> [What is being asked]: Among the entries, find each line that includes the string "Identify" and list it.

_ _ _

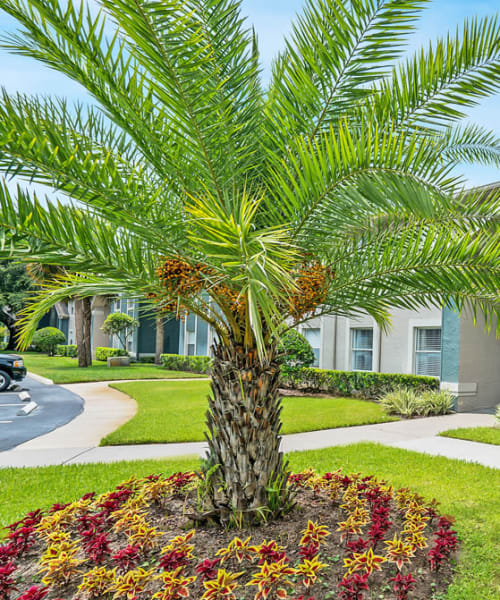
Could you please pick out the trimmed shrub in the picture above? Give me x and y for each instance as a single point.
(47, 339)
(370, 386)
(67, 350)
(408, 404)
(103, 353)
(193, 364)
(296, 352)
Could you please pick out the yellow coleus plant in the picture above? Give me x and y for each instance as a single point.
(270, 580)
(238, 549)
(130, 584)
(221, 588)
(309, 570)
(365, 561)
(314, 534)
(97, 581)
(175, 585)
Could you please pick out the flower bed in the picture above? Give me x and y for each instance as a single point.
(348, 537)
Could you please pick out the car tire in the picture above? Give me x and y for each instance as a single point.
(4, 380)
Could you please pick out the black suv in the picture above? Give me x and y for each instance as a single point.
(11, 368)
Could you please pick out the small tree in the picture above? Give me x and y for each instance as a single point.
(296, 352)
(47, 339)
(120, 324)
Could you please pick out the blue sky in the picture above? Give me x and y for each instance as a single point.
(272, 20)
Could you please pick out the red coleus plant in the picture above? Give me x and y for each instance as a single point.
(352, 588)
(23, 538)
(7, 553)
(403, 585)
(35, 592)
(7, 583)
(127, 559)
(207, 569)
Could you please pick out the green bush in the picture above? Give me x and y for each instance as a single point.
(103, 353)
(368, 385)
(193, 364)
(47, 339)
(295, 352)
(408, 403)
(67, 350)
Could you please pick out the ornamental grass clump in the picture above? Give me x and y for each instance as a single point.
(348, 537)
(408, 403)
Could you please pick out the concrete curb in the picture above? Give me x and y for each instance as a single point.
(26, 410)
(40, 379)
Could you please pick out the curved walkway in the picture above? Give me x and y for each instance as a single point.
(54, 408)
(107, 408)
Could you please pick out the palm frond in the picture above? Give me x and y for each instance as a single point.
(335, 51)
(436, 86)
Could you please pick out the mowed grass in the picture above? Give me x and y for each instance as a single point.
(486, 435)
(170, 411)
(62, 369)
(467, 491)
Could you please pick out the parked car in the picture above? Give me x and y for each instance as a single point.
(11, 368)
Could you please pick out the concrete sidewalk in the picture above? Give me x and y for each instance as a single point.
(106, 409)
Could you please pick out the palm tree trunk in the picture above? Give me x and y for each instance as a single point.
(244, 423)
(159, 340)
(83, 325)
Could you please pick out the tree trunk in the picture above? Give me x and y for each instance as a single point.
(13, 336)
(159, 340)
(244, 422)
(83, 324)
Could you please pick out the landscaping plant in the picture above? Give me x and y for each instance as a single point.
(254, 206)
(47, 339)
(136, 542)
(408, 403)
(121, 325)
(296, 352)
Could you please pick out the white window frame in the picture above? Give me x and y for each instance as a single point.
(352, 349)
(413, 325)
(186, 337)
(362, 323)
(319, 326)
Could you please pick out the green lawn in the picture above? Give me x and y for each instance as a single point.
(487, 435)
(467, 491)
(175, 412)
(62, 369)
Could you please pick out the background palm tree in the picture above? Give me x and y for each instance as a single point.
(329, 191)
(43, 275)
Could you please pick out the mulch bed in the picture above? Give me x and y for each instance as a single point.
(98, 528)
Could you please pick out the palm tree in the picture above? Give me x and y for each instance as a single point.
(330, 190)
(43, 274)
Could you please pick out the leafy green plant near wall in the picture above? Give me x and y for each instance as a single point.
(408, 403)
(70, 350)
(356, 383)
(296, 352)
(47, 339)
(194, 364)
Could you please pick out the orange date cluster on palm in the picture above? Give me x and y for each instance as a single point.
(184, 280)
(311, 282)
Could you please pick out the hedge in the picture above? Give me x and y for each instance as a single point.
(67, 350)
(103, 353)
(194, 364)
(370, 386)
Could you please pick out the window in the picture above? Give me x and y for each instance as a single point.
(428, 351)
(362, 349)
(313, 336)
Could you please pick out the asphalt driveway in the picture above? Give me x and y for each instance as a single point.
(56, 407)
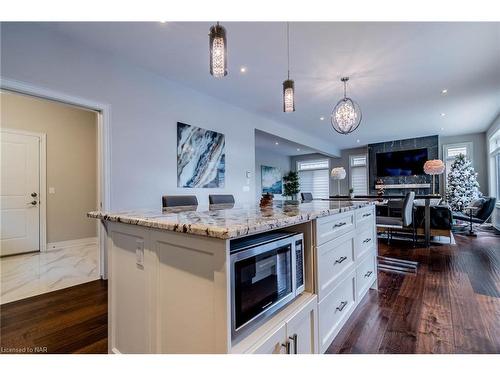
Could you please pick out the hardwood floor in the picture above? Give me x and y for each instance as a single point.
(71, 320)
(452, 304)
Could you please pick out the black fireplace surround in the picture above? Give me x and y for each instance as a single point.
(431, 143)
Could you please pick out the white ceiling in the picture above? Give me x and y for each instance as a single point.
(397, 70)
(279, 145)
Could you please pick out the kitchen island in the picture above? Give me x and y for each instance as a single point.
(169, 277)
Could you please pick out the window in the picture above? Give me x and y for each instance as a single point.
(358, 174)
(314, 177)
(312, 164)
(497, 162)
(450, 151)
(494, 165)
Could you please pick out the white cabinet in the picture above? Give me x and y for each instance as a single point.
(272, 343)
(331, 227)
(297, 334)
(302, 330)
(345, 267)
(334, 259)
(366, 273)
(335, 309)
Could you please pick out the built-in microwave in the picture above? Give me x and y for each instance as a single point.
(267, 272)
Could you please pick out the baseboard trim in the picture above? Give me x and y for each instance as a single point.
(72, 243)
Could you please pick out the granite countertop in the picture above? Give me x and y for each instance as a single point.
(228, 221)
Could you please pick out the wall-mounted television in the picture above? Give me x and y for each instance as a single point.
(401, 163)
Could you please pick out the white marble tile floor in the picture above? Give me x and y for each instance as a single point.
(27, 275)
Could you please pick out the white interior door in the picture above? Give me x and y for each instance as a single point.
(19, 194)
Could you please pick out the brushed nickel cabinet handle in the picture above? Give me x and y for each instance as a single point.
(295, 339)
(286, 346)
(338, 225)
(341, 306)
(340, 260)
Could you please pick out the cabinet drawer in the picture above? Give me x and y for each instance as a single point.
(365, 239)
(366, 273)
(335, 258)
(334, 310)
(365, 215)
(330, 227)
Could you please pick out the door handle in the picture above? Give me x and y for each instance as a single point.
(341, 306)
(286, 345)
(295, 341)
(340, 260)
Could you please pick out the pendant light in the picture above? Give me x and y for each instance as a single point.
(346, 116)
(288, 84)
(218, 51)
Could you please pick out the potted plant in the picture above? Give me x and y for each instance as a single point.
(291, 186)
(351, 193)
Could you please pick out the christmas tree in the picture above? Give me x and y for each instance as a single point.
(291, 184)
(462, 187)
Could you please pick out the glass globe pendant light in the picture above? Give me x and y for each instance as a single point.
(218, 51)
(288, 84)
(346, 116)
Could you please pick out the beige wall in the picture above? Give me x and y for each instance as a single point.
(71, 160)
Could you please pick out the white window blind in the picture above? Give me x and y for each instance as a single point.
(308, 165)
(315, 182)
(359, 174)
(497, 162)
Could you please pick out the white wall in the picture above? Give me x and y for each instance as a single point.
(493, 129)
(145, 109)
(270, 159)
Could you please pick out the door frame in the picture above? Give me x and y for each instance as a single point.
(103, 150)
(42, 181)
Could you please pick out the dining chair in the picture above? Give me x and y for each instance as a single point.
(306, 196)
(221, 199)
(405, 221)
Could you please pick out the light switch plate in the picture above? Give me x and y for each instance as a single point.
(139, 253)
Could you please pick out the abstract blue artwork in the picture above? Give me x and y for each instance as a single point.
(200, 157)
(271, 180)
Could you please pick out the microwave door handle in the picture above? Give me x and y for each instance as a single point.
(295, 340)
(286, 345)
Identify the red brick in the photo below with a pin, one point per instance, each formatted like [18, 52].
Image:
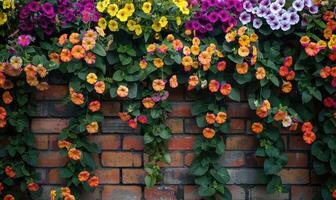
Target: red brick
[176, 125]
[110, 109]
[51, 159]
[303, 192]
[181, 109]
[106, 141]
[41, 142]
[121, 159]
[161, 192]
[55, 92]
[133, 143]
[297, 143]
[121, 192]
[294, 176]
[48, 125]
[133, 176]
[241, 142]
[108, 176]
[54, 177]
[238, 109]
[181, 142]
[297, 160]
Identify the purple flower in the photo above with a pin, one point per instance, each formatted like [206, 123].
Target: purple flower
[298, 5]
[245, 17]
[257, 23]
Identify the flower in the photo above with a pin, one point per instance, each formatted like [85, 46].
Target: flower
[257, 127]
[74, 154]
[91, 78]
[83, 176]
[93, 181]
[122, 91]
[208, 133]
[94, 106]
[33, 187]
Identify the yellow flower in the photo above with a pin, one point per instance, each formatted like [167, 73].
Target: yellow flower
[163, 21]
[138, 30]
[156, 26]
[113, 25]
[112, 9]
[122, 15]
[91, 78]
[100, 7]
[131, 25]
[102, 23]
[129, 7]
[147, 7]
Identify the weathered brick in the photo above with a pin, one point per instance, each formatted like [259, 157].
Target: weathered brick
[161, 192]
[180, 109]
[241, 142]
[133, 176]
[181, 142]
[51, 159]
[108, 176]
[133, 142]
[117, 192]
[106, 141]
[176, 125]
[295, 176]
[121, 159]
[303, 192]
[48, 125]
[260, 193]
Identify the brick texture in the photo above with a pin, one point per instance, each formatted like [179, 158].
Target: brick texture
[121, 163]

_ _ _

> [Response for this exercise]:
Identify the red brick in the photo below with a pin, one point per instance, each formatted like [18, 52].
Identify the purple flower in the photo above with a pin, one point per instance, each formatted like [206, 123].
Identify the flower in the photo above with a pin, one point per instance, each formatted like [85, 46].
Identify the yellow flower in the photo above with a pin, one point per instance, each formatted like [167, 73].
Identify the weathered brick in the photo above with a pin, one point per instance, each formatted like [259, 157].
Identify the brick texture in the photo above with a pin, one point per instance, each formatted like [179, 158].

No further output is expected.